Dataset records.
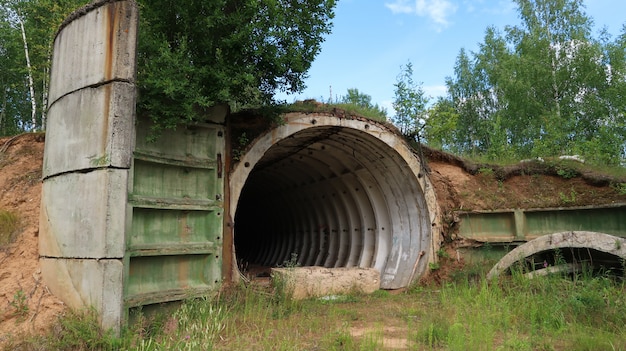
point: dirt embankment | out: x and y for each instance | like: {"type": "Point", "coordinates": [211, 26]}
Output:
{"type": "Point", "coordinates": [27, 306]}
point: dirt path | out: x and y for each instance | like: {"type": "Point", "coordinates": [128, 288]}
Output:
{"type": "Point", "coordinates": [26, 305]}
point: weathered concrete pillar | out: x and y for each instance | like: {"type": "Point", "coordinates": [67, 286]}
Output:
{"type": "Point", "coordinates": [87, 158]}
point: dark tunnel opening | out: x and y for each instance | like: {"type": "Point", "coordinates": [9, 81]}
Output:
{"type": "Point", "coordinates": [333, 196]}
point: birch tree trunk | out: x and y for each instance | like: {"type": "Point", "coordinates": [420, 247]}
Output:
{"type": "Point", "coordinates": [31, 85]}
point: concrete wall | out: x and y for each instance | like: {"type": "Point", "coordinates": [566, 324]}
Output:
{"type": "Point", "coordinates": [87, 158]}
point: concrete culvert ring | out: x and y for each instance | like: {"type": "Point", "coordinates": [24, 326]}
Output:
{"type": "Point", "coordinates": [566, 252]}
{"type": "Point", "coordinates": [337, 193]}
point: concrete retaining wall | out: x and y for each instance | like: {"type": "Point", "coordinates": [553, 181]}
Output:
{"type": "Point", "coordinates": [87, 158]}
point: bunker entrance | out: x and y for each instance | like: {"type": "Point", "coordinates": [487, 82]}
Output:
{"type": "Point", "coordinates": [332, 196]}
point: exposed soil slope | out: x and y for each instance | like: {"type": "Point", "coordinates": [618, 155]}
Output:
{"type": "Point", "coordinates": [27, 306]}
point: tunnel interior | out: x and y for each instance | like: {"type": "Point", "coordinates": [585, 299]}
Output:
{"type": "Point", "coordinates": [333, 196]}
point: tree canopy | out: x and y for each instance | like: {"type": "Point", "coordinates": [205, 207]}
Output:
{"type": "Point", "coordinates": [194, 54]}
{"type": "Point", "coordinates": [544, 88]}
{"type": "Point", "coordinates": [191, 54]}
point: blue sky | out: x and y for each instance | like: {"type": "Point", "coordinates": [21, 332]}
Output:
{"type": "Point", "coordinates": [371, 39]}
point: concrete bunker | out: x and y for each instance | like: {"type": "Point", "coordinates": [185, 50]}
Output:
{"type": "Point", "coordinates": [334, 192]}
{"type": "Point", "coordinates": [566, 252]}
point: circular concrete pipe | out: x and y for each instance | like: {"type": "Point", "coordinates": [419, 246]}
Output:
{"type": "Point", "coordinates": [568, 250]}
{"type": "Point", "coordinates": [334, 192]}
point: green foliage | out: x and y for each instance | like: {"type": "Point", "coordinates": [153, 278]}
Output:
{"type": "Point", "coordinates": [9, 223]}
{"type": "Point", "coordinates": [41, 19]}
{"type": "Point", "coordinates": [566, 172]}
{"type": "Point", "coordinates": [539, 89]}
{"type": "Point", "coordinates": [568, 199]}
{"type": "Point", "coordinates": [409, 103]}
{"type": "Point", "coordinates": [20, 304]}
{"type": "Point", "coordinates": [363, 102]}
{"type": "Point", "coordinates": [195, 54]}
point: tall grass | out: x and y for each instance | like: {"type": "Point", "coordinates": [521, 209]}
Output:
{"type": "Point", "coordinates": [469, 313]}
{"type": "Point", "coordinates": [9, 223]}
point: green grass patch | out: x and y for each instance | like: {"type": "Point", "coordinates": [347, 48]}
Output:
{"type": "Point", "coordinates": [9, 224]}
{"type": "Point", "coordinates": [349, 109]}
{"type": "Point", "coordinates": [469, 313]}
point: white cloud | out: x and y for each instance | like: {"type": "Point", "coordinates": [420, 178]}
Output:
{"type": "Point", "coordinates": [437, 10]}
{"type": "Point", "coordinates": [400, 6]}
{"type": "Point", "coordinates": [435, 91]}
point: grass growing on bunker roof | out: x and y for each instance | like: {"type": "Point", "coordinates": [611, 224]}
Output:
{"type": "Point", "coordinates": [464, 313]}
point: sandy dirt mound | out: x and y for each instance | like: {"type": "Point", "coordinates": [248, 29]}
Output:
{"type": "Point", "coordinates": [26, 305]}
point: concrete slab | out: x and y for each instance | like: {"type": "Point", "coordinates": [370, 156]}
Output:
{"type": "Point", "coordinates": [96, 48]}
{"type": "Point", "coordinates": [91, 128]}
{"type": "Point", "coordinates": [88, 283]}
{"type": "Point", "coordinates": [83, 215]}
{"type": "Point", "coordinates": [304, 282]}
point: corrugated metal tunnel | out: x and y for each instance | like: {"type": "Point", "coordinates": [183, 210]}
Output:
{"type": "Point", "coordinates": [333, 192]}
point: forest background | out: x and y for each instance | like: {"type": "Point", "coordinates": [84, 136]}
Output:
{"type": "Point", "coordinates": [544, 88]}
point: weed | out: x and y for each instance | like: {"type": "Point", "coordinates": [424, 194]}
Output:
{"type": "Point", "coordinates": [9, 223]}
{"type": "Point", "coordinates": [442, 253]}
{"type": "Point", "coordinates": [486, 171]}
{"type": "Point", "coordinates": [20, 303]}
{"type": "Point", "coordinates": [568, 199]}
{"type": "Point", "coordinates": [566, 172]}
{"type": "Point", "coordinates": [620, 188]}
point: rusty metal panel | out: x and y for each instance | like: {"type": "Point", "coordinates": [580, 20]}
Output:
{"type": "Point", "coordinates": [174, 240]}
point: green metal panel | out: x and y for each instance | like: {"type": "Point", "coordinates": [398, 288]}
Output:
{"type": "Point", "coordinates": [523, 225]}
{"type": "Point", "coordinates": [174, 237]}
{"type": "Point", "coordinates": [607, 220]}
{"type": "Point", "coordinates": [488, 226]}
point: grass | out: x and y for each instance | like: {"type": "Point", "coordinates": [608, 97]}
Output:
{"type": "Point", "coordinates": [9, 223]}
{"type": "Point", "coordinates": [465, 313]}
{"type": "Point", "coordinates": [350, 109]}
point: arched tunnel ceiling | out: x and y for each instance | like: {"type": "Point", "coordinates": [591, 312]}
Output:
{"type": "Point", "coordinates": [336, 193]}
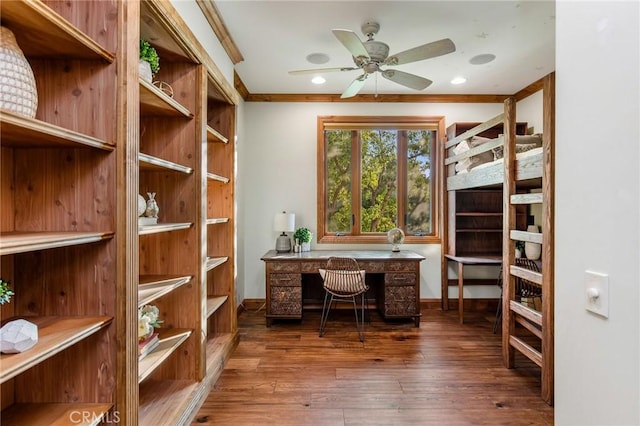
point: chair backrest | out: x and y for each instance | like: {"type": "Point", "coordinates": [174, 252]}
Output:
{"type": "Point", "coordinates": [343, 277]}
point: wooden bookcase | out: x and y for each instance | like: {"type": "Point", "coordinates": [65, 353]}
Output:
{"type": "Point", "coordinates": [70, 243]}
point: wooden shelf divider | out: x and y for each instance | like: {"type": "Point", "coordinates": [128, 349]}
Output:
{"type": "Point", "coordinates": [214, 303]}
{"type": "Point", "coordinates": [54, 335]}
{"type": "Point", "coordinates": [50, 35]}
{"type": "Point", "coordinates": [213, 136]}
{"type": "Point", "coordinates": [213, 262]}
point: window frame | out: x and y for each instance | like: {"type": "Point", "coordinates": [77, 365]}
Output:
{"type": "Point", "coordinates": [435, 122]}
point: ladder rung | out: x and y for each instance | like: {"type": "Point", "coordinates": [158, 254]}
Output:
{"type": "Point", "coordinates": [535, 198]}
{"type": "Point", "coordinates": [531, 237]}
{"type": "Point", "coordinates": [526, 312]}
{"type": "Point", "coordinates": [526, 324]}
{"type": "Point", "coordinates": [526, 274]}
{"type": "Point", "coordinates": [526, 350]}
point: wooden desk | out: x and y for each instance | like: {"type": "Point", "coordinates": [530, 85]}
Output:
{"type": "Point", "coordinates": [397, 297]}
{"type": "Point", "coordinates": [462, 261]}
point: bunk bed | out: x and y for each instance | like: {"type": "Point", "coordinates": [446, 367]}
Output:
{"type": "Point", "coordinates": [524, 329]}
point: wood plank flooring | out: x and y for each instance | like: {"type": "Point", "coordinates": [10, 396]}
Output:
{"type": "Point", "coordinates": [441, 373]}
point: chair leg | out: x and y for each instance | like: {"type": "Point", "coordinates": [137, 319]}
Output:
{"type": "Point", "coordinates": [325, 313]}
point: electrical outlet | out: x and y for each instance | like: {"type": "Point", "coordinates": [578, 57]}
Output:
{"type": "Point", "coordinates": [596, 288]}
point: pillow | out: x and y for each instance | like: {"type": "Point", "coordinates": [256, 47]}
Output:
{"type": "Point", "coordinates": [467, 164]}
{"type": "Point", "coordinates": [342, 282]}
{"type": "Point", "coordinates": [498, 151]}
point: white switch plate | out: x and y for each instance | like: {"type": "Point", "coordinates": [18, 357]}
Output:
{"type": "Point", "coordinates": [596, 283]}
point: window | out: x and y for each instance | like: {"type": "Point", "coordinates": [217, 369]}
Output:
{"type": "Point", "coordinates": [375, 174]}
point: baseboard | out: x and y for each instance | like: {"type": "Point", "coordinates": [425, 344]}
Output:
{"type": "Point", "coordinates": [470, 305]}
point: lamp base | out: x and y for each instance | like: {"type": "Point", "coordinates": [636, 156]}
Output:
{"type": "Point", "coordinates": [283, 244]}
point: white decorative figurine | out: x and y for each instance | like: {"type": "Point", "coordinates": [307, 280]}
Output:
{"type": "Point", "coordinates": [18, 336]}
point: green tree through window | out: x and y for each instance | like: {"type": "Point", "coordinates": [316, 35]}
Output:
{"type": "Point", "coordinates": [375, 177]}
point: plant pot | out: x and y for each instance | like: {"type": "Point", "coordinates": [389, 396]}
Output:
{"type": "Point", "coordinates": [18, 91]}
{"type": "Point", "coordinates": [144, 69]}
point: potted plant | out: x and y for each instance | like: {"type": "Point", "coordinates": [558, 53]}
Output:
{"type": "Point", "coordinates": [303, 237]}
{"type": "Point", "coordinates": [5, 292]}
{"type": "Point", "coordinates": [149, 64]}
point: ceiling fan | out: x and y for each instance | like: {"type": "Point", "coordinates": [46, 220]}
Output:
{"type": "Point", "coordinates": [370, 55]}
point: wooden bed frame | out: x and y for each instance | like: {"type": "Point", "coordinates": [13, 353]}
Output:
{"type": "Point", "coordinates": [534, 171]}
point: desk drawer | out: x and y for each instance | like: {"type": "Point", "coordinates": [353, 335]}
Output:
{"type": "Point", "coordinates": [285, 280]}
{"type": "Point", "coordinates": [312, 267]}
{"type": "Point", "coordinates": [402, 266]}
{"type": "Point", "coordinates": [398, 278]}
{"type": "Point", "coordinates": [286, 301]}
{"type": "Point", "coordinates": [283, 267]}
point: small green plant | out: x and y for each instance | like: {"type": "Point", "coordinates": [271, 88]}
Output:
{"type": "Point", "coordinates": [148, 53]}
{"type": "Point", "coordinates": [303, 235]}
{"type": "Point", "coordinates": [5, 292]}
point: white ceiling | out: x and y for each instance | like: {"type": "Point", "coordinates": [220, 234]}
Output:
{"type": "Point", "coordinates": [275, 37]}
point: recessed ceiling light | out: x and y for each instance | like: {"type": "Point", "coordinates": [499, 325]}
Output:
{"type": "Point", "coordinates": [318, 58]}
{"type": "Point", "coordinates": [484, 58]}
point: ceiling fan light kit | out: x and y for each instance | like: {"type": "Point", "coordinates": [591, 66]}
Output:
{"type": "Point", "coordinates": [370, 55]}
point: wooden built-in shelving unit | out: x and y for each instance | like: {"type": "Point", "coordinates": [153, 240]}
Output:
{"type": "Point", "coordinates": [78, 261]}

Problem to solve. Which lines above hold the string "frame"? Please copy all of them.

Your solution.
point: window frame | out: x and y for each instance | like: {"type": "Point", "coordinates": [77, 365]}
point: wooden bed frame | out: x and y for each instance | like: {"type": "Point", "coordinates": [13, 353]}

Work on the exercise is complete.